Task description - Each entry below needs to be reproduced exactly as given.

Data for this task -
▬▬▬
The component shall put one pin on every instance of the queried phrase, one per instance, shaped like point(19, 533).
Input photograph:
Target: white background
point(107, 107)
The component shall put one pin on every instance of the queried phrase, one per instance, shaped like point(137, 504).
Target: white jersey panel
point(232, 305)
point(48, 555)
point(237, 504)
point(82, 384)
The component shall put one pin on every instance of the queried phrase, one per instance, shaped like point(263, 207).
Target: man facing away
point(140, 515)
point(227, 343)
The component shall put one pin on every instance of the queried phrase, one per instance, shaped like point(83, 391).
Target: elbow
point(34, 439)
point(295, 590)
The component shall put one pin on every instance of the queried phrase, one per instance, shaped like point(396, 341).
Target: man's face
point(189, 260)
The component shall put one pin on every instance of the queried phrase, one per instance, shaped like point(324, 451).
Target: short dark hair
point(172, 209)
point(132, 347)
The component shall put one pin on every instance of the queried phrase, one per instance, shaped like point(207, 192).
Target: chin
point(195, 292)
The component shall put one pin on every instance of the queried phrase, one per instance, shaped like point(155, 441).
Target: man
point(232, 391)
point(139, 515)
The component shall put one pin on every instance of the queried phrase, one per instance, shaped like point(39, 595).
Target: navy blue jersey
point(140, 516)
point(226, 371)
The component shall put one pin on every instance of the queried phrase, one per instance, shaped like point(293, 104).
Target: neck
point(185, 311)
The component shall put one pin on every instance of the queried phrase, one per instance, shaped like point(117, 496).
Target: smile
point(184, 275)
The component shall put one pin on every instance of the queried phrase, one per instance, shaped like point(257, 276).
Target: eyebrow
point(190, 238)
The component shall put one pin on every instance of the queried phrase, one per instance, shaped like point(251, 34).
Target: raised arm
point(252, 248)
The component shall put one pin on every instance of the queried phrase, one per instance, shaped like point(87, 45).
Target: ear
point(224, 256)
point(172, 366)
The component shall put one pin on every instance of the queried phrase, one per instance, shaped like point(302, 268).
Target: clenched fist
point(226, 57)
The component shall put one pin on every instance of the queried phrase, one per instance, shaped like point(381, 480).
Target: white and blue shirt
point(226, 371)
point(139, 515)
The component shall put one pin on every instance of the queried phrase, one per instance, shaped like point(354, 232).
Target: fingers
▬▬▬
Answer section -
The component shall put one pin on every instance of the queried phrase, one per instance, shaped like point(19, 533).
Input photograph:
Target: white background
point(107, 107)
The component shall put one pin on every instance of the queried phrase, one per instance, shaped like point(137, 504).
Target: white jersey panel
point(232, 305)
point(48, 555)
point(237, 504)
point(82, 384)
The component shall put one pin on every instance of the queried phrase, one per instance, shaped like point(263, 207).
Target: man facing away
point(140, 515)
point(227, 343)
The component shall put one pin on every instance of the queried phrase, one per instance, shaped like point(83, 391).
Target: elbow
point(34, 439)
point(295, 590)
The component shall put one pin on every instance of the queried phrase, one per instance, shaped like point(396, 341).
Target: man's face
point(189, 260)
The component shall put one pin on every instance of the queried phrase, one per instance, shaped like point(324, 451).
Target: short dark hair
point(172, 209)
point(132, 347)
The component shall put one pin on every instance of the queried phrase, one per instance, shaped like point(207, 192).
Target: chin
point(195, 292)
The component shall put one pin on every instance of the queried phrase, one per instance, shaped like point(155, 441).
Target: man
point(232, 391)
point(139, 515)
The component shall put one pin on every instance of the queried phrase, one per instance, shaped like point(39, 595).
Target: navy blue jersey
point(140, 516)
point(226, 371)
The component shall put one pin on every instance of the queried phrase, one per instance, shaped like point(293, 104).
Target: neck
point(185, 311)
The component shall put one pin on every instance of the queried phrase, one per instance, shaped like point(117, 496).
Target: smile
point(184, 275)
The component shall put one pin on every instance of the queried phrase, one per instance, shaped like point(257, 276).
Target: eyebrow
point(190, 238)
The component shall put one pin on every instance of the queried phrase, one per instance, shaped like point(251, 34).
Target: raised arm
point(252, 248)
The component shall put one pin on every instance of the queried phrase, one per instance, shaped like point(87, 45).
Target: ear
point(224, 256)
point(172, 366)
The component shall put one pin on every instance of the queried phrase, one per instance, shaped like point(302, 268).
Target: clenched fist
point(226, 57)
The component shall put one pin on every instance of the queried phrase, one per instance, shaped like point(381, 480).
Target: white and blue shirt
point(226, 371)
point(139, 515)
The component shall put one pin on every instance of the queried phrase, one per instance, shaped like point(354, 232).
Target: fingers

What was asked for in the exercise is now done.